[Data entries]
* BEGIN *
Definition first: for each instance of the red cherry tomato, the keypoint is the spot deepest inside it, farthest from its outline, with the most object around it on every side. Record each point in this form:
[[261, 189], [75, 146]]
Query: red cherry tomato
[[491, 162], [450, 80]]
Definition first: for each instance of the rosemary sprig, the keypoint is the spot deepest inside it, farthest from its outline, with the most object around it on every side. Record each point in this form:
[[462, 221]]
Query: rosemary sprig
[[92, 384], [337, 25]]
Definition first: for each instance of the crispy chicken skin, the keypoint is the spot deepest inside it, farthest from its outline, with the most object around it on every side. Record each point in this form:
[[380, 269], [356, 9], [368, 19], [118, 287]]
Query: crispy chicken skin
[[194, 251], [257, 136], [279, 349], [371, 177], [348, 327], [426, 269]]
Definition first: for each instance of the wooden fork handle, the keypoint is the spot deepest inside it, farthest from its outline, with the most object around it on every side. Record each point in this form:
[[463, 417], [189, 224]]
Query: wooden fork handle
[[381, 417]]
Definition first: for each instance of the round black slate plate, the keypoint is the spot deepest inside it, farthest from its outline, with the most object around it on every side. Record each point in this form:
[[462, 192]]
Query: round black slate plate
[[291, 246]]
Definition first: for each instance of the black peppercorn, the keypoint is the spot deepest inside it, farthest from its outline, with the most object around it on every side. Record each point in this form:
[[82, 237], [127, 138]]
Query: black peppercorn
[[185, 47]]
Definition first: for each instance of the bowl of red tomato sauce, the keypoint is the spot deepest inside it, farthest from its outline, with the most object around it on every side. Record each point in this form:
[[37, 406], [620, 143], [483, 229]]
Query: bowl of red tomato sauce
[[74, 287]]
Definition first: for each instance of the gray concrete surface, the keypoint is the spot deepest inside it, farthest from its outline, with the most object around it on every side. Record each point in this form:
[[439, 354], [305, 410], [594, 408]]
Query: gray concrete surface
* END *
- _Exercise instructions_: Move every coordinate in the answers by adding 27 to it, and write out the stretch from the start of the items through the line containing "327], [426, 269]]" in full with those new values. Leave all other lines unchanged.

- _Answer to this exercise_:
Definition first: for each instance of the red cherry tomato, the keypoint is the spot deepest inside it, farthest from its outline, with the most object around it on every side. Record each point in this form:
[[261, 189], [75, 146]]
Query: red cherry tomato
[[518, 189], [477, 107]]
Definition first: for each instance of the rosemary sprig, the keypoint is the spot deepest inside it, farthest from its outline, with the most object around it on every side. Record each point in this form:
[[462, 221]]
Query: rosemary sprig
[[119, 411], [364, 52]]
Definition first: for each instance of the crispy chicken skin, the keypoint is the spot deepest inside it, farthest from its outline, with the most object around it on every side. Record each point in this form:
[[380, 269], [356, 9], [368, 19], [118, 287]]
Query: crispy chicken skin
[[221, 278], [284, 163], [306, 376], [398, 204], [375, 354], [453, 296]]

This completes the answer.